WHAT THE TASK REQUIRES | Render the records as a Markdown table with two columns, Row and Line, giving each line its number and skipping blank lines.

------

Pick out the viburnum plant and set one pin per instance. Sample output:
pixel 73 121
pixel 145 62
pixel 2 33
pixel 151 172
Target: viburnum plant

------

TASK OUTPUT |
| Row | Line |
|---|---|
| 1 | Pick out the viburnum plant and set one pin per instance. Sample output: |
| 2 | pixel 73 121 |
| 3 | pixel 145 62 |
| 4 | pixel 2 33 |
| 5 | pixel 151 172 |
| 6 | Target: viburnum plant |